* WORK REQUIRED
Please copy every line of the listing below word for word.

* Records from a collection
— Begin —

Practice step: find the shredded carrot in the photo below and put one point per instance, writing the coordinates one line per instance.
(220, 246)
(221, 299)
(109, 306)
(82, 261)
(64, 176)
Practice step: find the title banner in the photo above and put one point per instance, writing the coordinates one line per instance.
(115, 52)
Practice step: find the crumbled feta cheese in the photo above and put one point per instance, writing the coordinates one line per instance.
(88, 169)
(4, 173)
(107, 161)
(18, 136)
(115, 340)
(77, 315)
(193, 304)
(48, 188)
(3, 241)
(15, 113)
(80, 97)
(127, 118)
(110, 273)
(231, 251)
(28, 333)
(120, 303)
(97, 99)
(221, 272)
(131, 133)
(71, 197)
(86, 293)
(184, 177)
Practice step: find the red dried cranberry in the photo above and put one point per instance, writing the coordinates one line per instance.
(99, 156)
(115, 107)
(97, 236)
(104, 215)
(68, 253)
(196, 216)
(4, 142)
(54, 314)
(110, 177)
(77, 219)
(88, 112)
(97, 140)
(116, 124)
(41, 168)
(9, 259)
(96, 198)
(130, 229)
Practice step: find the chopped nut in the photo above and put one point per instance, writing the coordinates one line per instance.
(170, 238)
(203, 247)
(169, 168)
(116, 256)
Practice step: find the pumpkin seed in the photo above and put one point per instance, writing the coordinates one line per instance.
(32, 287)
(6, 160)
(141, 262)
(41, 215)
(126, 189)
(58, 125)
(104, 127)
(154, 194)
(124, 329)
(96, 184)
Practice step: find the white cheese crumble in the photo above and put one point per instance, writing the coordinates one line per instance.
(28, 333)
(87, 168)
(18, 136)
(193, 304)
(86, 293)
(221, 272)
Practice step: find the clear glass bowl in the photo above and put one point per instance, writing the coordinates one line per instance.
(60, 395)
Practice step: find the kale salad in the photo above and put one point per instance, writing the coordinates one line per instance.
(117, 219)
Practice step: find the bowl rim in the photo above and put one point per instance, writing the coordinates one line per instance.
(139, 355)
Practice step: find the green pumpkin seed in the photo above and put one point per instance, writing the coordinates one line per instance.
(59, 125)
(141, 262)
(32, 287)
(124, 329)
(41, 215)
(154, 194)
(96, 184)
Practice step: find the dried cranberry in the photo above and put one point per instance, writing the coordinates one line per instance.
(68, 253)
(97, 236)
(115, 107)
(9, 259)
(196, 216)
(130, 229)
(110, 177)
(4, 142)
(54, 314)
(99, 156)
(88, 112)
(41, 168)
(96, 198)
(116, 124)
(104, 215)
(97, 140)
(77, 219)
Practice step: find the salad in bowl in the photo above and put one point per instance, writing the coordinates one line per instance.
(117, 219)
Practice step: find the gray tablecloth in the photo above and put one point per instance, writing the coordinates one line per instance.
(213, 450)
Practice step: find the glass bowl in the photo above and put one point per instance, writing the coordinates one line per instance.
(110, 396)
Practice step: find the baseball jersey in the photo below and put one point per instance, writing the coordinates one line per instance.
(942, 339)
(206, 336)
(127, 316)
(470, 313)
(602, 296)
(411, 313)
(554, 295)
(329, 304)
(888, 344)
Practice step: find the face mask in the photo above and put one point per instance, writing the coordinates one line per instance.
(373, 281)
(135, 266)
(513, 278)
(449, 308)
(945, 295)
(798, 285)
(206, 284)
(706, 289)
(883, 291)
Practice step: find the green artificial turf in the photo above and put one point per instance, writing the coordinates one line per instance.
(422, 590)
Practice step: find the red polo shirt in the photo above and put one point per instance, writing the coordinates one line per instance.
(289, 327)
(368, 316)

— End —

* EXPECTED ANSWER
Practice step: find the shredded carrot in the photo below and put one point per instance, writing the coordinates one line per instance.
(220, 246)
(221, 299)
(109, 306)
(82, 261)
(64, 176)
Practice step: find the title banner in the photo above and put one point per instance, writing the coordinates one line per instance.
(115, 52)
Practice step: find the crumbled feta cheese in the photo above and put one point per instance, writing the coordinates one line per instance.
(88, 169)
(4, 173)
(107, 161)
(18, 136)
(115, 340)
(77, 315)
(193, 304)
(48, 188)
(3, 241)
(15, 113)
(80, 97)
(127, 118)
(110, 273)
(231, 251)
(28, 333)
(120, 303)
(97, 99)
(221, 272)
(131, 133)
(71, 197)
(86, 293)
(184, 177)
Practice step: find the red dried cranberry in the photo above and put one point per instance, writing the coordinates one line per instance.
(99, 156)
(115, 107)
(97, 236)
(104, 215)
(68, 253)
(196, 216)
(4, 142)
(54, 314)
(110, 177)
(77, 219)
(88, 112)
(97, 140)
(116, 124)
(41, 168)
(9, 259)
(96, 198)
(130, 229)
Practice step: find the chopped nut in the photo above and put one point per instance, writing the coordinates one line per instance.
(170, 238)
(203, 247)
(169, 168)
(116, 256)
Practice step: find the pumpkin seed in the photo above and put one point per instance, writing the coordinates one line per instance.
(32, 287)
(6, 160)
(141, 262)
(41, 215)
(126, 189)
(58, 125)
(104, 127)
(154, 194)
(124, 329)
(96, 184)
Practice step: find the white cheese crumble in the photo above and put one point per instance, writing the coordinates one line per instance.
(28, 333)
(87, 168)
(18, 136)
(193, 304)
(86, 293)
(221, 272)
Practice step: find the clear glass bowl in the photo above and put one point per instance, writing the coordinates one line per instance.
(60, 395)
Practice step: find the kale salad in the photo above and put one point per instance, writing the coordinates one line per instance.
(117, 219)
Practice step: find the bowl rim in the photo above and put one point per instance, writing the coordinates one line per instance.
(139, 355)
Practice step: find the green pumpkin seed in the photo above and put one point per instance, writing the coordinates one line per instance.
(59, 125)
(141, 262)
(32, 287)
(124, 329)
(41, 215)
(154, 194)
(96, 184)
Practice step: find the dried cranberry in the photo above and put one point per instance, writing the coordinates one line per instance.
(68, 253)
(97, 236)
(115, 107)
(9, 259)
(196, 216)
(130, 229)
(110, 177)
(4, 142)
(54, 314)
(99, 156)
(88, 112)
(41, 168)
(96, 198)
(116, 124)
(104, 215)
(97, 140)
(77, 219)
Practice step: find the salad in bowl in the photo above and put one point per instance, writing the coordinates one line per instance.
(117, 219)
Practice step: find the gray tablecloth in the photo above and put one point per instance, writing the coordinates one line per instance.
(213, 450)
Practice step: find the glass bowl in the photo above and put one point per instance, writing the coordinates one line per instance.
(110, 396)
Practice step: find the baseball jersey in the photo below and put one point per instance, writing the coordinates one line per instance.
(942, 339)
(206, 336)
(127, 316)
(470, 313)
(602, 296)
(411, 313)
(554, 295)
(329, 304)
(888, 344)
Practice step: find the face mask in the photo above and put one point per instance, writing the coordinates one line per instance.
(373, 281)
(135, 266)
(513, 278)
(449, 308)
(945, 295)
(798, 285)
(206, 284)
(706, 289)
(883, 291)
Practice step: find the green artificial turf in the photo above and put one point per instance, writing the coordinates one line per instance.
(422, 590)
Practice step: find the red polo shirt in the photo above and put one point per instance, writing the coordinates one line per instance.
(289, 327)
(368, 316)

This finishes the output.